Task instructions:
Will you extract the entries word for word? Images should not appear in the copy.

Excerpted records:

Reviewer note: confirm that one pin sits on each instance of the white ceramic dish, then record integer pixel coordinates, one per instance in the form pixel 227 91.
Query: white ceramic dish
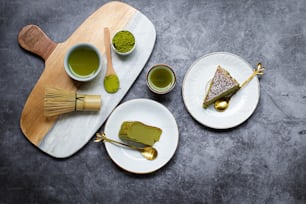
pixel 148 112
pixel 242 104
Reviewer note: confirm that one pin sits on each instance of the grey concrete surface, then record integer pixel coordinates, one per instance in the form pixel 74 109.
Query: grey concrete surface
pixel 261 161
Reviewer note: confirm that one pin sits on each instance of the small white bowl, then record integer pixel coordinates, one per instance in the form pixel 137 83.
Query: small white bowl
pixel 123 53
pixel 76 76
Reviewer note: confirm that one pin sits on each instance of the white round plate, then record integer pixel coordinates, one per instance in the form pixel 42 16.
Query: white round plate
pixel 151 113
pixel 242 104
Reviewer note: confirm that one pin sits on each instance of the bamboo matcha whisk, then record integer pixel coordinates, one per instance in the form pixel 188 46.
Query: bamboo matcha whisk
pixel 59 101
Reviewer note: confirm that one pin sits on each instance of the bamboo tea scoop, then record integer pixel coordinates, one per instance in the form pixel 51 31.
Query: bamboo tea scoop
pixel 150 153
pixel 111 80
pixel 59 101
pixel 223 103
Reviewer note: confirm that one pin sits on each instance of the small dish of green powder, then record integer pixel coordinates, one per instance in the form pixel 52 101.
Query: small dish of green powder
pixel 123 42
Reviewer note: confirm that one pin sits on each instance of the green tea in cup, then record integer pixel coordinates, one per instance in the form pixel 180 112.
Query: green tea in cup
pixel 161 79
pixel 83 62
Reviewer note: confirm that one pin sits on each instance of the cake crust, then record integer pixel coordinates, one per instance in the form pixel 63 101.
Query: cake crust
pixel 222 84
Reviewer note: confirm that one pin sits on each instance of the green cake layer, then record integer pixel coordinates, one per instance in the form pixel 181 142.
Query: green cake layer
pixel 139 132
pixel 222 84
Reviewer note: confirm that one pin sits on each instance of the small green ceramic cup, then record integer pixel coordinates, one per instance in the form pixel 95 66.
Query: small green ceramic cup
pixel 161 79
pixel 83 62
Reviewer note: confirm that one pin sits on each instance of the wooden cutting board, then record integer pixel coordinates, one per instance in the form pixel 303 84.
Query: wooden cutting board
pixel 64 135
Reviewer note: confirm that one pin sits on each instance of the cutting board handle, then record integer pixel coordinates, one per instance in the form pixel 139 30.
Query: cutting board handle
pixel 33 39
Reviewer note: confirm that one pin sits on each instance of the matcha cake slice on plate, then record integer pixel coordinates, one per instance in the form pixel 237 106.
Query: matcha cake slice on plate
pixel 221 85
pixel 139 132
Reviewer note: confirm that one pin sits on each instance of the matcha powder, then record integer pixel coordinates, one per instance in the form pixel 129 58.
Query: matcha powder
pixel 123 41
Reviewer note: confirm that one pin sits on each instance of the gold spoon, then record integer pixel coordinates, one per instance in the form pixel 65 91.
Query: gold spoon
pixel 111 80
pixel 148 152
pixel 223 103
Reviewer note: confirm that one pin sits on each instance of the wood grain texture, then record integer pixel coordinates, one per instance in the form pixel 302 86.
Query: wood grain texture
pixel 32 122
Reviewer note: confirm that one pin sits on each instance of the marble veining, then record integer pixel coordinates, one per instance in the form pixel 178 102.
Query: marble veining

Output for this task:
Reviewer note: confirm that one pin sits on each instance of the white ceramic dish, then record integer pixel coordinates, one per instance in the form pixel 227 91.
Query: white ceramic dish
pixel 148 112
pixel 242 104
Reviewer note: confirm that one pin sits on each instance of the grey concrete surface, then record integer pixel coordinates, one per instance in the form pixel 74 109.
Query: grey concrete surface
pixel 261 161
Reviewer note: confirm that one pin sits on each instance of the small white bowl, then record integer pixel coordinates, one per instance in the form pixel 137 83.
Query: small white bowl
pixel 123 53
pixel 76 76
Reviewer note: confirm that one pin sits on each instance of the white round plate, then record integer pixel coordinates, one per instance in the form pixel 42 16.
Query: white round plate
pixel 151 113
pixel 242 104
Reviewer note: confirm that one pin sits on each instance of the bamboo matcha whisk, then record integer pixel coordinates, one per instance in the form pixel 188 46.
Query: bamboo matcha whisk
pixel 59 101
Reviewer note: confirm that one pin sits on each instance of the bamboo tea scoop, then record integer pixel coordinates, one per instance in the form pixel 51 31.
Query: bamboo tea scoop
pixel 150 153
pixel 111 80
pixel 59 101
pixel 223 103
Reviewer note: confirm that one pin sits on each instance of the small dish of green powder, then record integer pixel coordinates, one per instance in the form pixel 52 101.
Query: small dish of green powder
pixel 123 42
Reviewer note: confirm that one pin sits on each instance of the green tea in cup, then record integer pixel coordinates, one per instance in the form pixel 180 112.
Query: green tea in cup
pixel 161 79
pixel 83 62
Reviewer note: confirm that one pin sits on each instance of the cake crust, then record integer pixel coordinates, one per instance in the form pixel 63 101.
Query: cake crust
pixel 222 84
Reviewer note: confirm that one pin sits on each instance of the green cake layer, then record integer pixel coordinates, one per instance in the form pixel 181 142.
Query: green cake layer
pixel 139 132
pixel 222 84
Reviewer note: confirm that one pin sits on each instance of the small green ceramic cup, then record integer pixel coordinates, one per instance in the form pixel 95 66.
Query: small green ceramic cup
pixel 161 79
pixel 83 62
Reviewer note: confirm that one pin sits on each instance of the wooden cutting board, then record integer pixel coordinates, one per instance in the form pixel 303 84.
Query: wooden cutting board
pixel 64 135
Reviewer note: confirm that one pin sits on each instance of the cutting board handle, then record integer pixel coordinates, one per instance in the form pixel 139 30.
Query: cutting board handle
pixel 33 39
Reviewer note: confirm that one pin sits on each instance of the matcha cake slice on plate, then record integer pixel coordinates, one per instance in the form pixel 237 106.
Query: matcha cake slice on plate
pixel 221 85
pixel 139 132
Reviewer note: confirm that one pin sits on each instance of the matcha powder, then record integer pixel coordinates, one per instance in the form pixel 129 58.
Query: matcha powder
pixel 123 41
Reviewer note: confirm that one pin sits on each instance of the gold spoon, then record integer pixel coordinates, one per instance in the form pixel 65 91.
Query: gold spoon
pixel 111 80
pixel 148 152
pixel 223 103
Reviewer note: confirm that one pin sits on each instance of the wood grain texture, then record integer pixel coordinates, one per instance in the form pixel 302 86.
Query: wood grain texture
pixel 32 122
Reviewer note: confirm that one pin sits on each instance of the marble veining, then record integer pixel coordinates, one per instance in the form pixel 178 102.
Query: marble veining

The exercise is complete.